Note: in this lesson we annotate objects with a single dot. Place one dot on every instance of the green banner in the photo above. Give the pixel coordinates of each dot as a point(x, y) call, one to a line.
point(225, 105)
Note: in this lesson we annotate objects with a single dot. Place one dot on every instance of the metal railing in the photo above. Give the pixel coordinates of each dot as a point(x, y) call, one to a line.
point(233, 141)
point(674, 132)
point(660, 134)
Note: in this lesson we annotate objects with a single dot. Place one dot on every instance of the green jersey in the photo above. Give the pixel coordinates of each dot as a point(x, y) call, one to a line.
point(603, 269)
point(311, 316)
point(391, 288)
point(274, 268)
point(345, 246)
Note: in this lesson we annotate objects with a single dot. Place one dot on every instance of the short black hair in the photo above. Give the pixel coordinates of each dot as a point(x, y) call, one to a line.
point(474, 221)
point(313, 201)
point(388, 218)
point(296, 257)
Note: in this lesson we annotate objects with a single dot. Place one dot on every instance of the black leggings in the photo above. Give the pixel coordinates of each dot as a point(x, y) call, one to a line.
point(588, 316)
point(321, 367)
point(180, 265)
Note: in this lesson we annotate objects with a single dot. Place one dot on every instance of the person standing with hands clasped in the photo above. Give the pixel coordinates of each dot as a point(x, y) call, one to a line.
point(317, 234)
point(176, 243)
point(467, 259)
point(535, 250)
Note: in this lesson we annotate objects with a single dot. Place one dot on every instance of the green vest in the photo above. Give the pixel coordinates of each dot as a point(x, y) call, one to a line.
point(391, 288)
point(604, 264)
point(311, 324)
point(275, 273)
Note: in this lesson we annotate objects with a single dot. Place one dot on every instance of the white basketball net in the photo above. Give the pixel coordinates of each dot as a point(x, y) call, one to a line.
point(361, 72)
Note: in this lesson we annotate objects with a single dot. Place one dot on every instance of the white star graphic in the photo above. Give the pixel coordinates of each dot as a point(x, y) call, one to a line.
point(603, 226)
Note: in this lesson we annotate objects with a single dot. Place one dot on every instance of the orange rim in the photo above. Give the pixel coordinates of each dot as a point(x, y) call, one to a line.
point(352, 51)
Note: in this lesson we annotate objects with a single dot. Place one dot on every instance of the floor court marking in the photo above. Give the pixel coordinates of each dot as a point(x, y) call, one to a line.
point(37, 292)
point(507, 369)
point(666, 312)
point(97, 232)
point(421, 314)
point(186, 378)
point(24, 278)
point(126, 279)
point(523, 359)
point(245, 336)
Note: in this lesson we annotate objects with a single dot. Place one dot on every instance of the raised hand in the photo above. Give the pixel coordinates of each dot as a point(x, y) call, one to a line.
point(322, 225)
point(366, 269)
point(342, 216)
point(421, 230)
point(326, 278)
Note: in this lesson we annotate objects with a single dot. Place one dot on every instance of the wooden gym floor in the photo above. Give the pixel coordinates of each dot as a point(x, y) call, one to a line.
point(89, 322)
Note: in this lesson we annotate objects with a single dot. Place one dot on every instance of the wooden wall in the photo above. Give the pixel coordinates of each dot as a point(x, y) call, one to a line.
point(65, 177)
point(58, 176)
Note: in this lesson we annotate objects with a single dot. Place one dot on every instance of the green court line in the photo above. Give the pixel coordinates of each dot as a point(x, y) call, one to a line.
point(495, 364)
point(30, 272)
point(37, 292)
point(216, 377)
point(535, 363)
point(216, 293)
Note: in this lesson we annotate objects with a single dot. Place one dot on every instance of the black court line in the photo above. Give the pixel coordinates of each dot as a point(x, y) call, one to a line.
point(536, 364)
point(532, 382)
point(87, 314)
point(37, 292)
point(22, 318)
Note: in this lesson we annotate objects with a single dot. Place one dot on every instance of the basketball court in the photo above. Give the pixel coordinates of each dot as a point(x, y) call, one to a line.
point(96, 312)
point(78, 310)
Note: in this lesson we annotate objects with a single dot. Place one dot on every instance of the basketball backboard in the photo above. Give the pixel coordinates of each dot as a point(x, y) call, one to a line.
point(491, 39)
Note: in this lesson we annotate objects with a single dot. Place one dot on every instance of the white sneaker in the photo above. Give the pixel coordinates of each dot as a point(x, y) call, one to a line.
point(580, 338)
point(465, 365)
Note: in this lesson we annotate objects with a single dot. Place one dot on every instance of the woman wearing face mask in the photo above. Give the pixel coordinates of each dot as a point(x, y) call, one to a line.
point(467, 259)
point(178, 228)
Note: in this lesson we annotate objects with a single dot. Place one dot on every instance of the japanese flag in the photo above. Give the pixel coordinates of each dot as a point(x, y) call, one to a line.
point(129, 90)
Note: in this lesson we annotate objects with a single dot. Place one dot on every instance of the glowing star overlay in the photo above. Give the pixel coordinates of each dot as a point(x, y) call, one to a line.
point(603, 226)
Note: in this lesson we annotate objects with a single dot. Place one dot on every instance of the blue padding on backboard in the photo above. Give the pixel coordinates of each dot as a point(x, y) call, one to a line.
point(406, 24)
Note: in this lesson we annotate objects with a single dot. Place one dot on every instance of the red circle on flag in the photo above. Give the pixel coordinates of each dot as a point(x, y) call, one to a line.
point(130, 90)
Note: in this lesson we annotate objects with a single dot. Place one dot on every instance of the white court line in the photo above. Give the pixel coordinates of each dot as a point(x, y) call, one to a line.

> **Instructions to follow**
Retype the whole listing above exactly as it appears.

> **Answer box**
Note: in this lesson we annotate objects with a single dot. Place one dot on every instance of the green banner in the photo above. Give the pixel coordinates of each dot as a point(x, y) call, one to a line.
point(225, 105)
Note: in this lesson we annotate objects with a single dot. Place one dot on every instance of the metal railing in the photo above. Give the pixel coordinates of each dot as a point(x, y) call, one to a line.
point(233, 141)
point(674, 132)
point(660, 134)
Note: in this lesson we annotate objects with a single dot. Place one dot on every instance of the green jersey in the photo above. Give the pixel coordinates of each dot as a point(x, y) call, one to a line.
point(603, 269)
point(311, 316)
point(391, 288)
point(274, 268)
point(345, 246)
Note: in this lesson we annotate objects with a single dot. Place one dot on every instance of the short black hair in the photo above. Give the pixel coordinates of each dot as a point(x, y) call, one to a line.
point(474, 221)
point(313, 201)
point(388, 218)
point(296, 257)
Note: in this lesson we annotate objects with a single dot. Place one dot on every instance of the black leggings in the photo above. Give the pixel coordinates of each dot as a point(x, y) call, one to a line.
point(588, 316)
point(321, 367)
point(180, 265)
Note: in this lesson we annotate objects with a single dot. Place one dot on every instance of the person standing with hands clasped in the photo above. Give the pixel coordinates of each dot as a point(x, y) call, one to a line.
point(317, 234)
point(176, 243)
point(467, 259)
point(535, 250)
Note: in this lesson we annotate objects with a single dot. Place one dot on every instance of the green vest in the photo above. Give the pixel coordinates of each dot as a point(x, y) call, one to a line.
point(391, 288)
point(604, 264)
point(311, 324)
point(275, 273)
Note: in this lesson we annotate objects with a single dot. Place one dot on every instance of the white basketball net in the photo above. Give the pixel coordinates of each dot as a point(x, y) call, one to a line.
point(361, 72)
Note: in this lesson we annotate objects with a single dot. Place one dot on every instance of the white star graphic in the photo above. Give the pixel coordinates of each dot as a point(x, y) call, one to a line.
point(603, 226)
Note: in this lesson we annotate objects with a single dot. Place one dot on every instance of the orange rim in the photo above. Give the pixel coordinates of each dot as a point(x, y) call, one to a line.
point(352, 51)
Note: in this lesson we annotate objects with a single dot. Place one dot on every instance of the floor court marking in the photo above. Give the pixel coordinates of each dot as a point(x, y) call, one to a line.
point(37, 292)
point(507, 369)
point(666, 312)
point(97, 232)
point(421, 314)
point(186, 378)
point(24, 278)
point(126, 279)
point(523, 359)
point(245, 336)
Note: in this lesson we annotate objects with a single dot. Place one dot on every instance of the raised hand in the photo above. Give the pixel coordinates of each dot as a point(x, y) call, one to a line.
point(322, 225)
point(366, 269)
point(342, 216)
point(421, 230)
point(326, 278)
Note: in this lesson we annotate objects with a single dot. Place one dot on every instance of the wooden gym floor in the photo above. Give the pixel coordinates of each dot as a point(x, y) call, one to a line.
point(89, 322)
Note: in this lesson we annotate objects with a single dot. Place one dot on every instance of the wooden wall in the photo above. Give the pixel coordinates of each dot as a point(x, y) call, one to a line.
point(65, 177)
point(58, 176)
Note: in this lesson we annotate objects with a single dot. Place one dot on every instance of the green court line in the photo above. Give the pixel coordinates of each dot as a point(x, y) call, one to a line.
point(495, 364)
point(30, 272)
point(37, 292)
point(216, 377)
point(535, 363)
point(216, 293)
Note: in this lesson we annotate objects with a single dot. Place one dot on every instance of the black court line in the photo above. Give the pixel coordinates of each dot as a point(x, y) call, one to a line.
point(536, 364)
point(532, 382)
point(87, 314)
point(37, 292)
point(22, 318)
Note: in this lesson we annotate objects with a single dot. Place one dot on every instance of the basketball court in the photo above. Give the pixel coordinates of each dot as a point(x, y) call, one to a line.
point(96, 312)
point(78, 310)
Note: in this lesson we annotate objects with a single dot. Place one dot on every instance of the basketball backboard in the photo above. Give the pixel coordinates of each dot as a point(x, y) call, one to a line.
point(491, 39)
Note: in this lesson we annotate objects with a single dot. Place one dot on every instance of the white sneaker in the photo above. Give the pixel coordinates of each dot as a point(x, y) call, one to a line.
point(580, 338)
point(465, 365)
Note: in this lesson we annotate objects with a single dot. Place one dot on every instance of the woman wearing face mask in the photo above. Give the pixel coordinates of each dot as a point(x, y) call, one to a line.
point(467, 259)
point(178, 228)
Note: in this lesson we annotate objects with a single dot. Place one dot on every instance of the japanese flag in the photo above. Give the pixel coordinates of each dot as a point(x, y) call, one to a line.
point(129, 90)
Note: in this lesson we annotate objects with a single dot. Place one dot on every instance of the glowing star overlay in the photo above. Give the pixel coordinates of each dot as a point(x, y) call, one to a line.
point(603, 226)
Note: in this lesson we annotate objects with a single dot. Place one dot on every instance of the blue padding on backboard in the photo above. Give the pixel coordinates of each dot as a point(x, y) call, one to a line.
point(406, 24)
Note: in this lesson we annotate objects with a single dot. Place one dot on every instance of the red circle on flag in the photo above. Give the pixel coordinates of each dot as a point(x, y) call, one to a line.
point(130, 90)
Note: in this lesson we annotate objects with a single dot. Place one dot on every instance of the white court line in the photo above. Give the pixel coordinates of each dot as a point(x, y) call, one to a line.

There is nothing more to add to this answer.